_Text to read_
↓↓↓

A biography of Paul Simon, a round-up of contemporary fiction, and Antony Beevor’s Battle of Arnhem exposé
For someone who can be prickly in interviews, defensive when criticised and whose private life has been off-limits, Paul Simon offered remarkably unfettered access to longtime Los Angeles Times music critic Robert Hilburn for this account of his life from childhood to this year.
Simon gave the writer more than 100 hours of interviews over three years, and granted him permission to speak to his friends (though Art Garfunkel is conspicuously not interviewed) and allowed him to write without interference: now 76, and retiring from touring, Simon appears to be considering his legacy.
His next project, mooted in the final pages, is to revisit some of his lesserknown songs although his artist friend Chuck Close is dismissive: “He’ll never finish that album,” he tells Hilburn. “It won’t be challenging enough.”
He’s probably right. Simon’s constant quest has been for new and different musical possibilities, rather than fame or acclaim: “I found out relatively quickly that fame is bogus,” he says. And, “the lyrics of pop songs are so banal that if you show a spark of intelligence they call you a poet … The people who call you a poet are people who never read poetry.”
Simon is a voracious reader and his music has drawn from doo-wop, the
Everly Brothers, traditional folk, African and South American music, gospel and classical ( American Tune is based on a 16th-century hymn by Hans Leo Hassler via JS Bach), and he has collaborated on electronic music with Brian Eno.
In the beginning, as a serious young folkie, he was better received in Britain (where he wrote Homeward Bound ) than in Greenwich Village clubs where he was just the kid from Queens while Dylan had blown in from the Midwest trailing romantic tales of having been a hobo.
That snub, alongside his short stature (which he mentions frequently, as does Garfunkel in a more disparaging way in other interviews that Hilburn quotes), pushed him further into himself.
Yet he also possessed an intuitive ability to capture the American zeitgeist: the gloom after Kennedy’s assassination in The Sounds of Silence; the despair among his peers after Nixon’s re-election in American Tune (“I don’t know a soul who’s not been battered, I don’t have a friend that feels at ease”) and the prescient imagery of The Boy in the Bubble (“the bomb in the baby carriage is wired to the radio”). He can convey ineffable sadness ( Still Crazy After All These Years) and unrestrained joy ( Me and Julio Down by the Schoolyard ).

↑↑↑

_Provided material_
↓↓↓

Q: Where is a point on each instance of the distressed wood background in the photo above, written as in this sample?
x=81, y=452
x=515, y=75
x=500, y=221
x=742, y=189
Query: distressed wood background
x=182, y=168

↑↑↑
↓↓↓

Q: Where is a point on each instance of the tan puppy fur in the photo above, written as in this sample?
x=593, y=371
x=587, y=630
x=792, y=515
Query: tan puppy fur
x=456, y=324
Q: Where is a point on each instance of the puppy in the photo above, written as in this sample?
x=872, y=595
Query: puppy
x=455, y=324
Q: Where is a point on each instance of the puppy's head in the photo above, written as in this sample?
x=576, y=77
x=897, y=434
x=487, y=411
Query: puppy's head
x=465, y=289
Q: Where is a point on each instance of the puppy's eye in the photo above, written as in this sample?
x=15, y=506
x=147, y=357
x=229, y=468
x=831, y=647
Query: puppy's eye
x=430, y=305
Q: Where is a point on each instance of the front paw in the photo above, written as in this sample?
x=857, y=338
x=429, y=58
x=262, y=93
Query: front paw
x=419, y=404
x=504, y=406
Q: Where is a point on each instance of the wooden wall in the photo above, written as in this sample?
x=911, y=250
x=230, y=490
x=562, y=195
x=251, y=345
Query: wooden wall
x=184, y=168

↑↑↑

_Tasks for this exercise_
1) In the Paul Simon review, how many hours of interviews did Simon give Robert Hilburn?
2) Transcribe the part of the Paul Simon review that begins with the words "In the beginning, as" and ends with "been a hobo.".

_Outputs for the tasks_
1) More than 100 hours.

2)
In the beginning, as a serious young folkie, he was better received in Britain (where he wrote Homeward Bound ) than in Greenwich Village clubs where he was just the kid from Queens while Dylan had blown in from the Midwest trailing romantic tales of having been a hobo.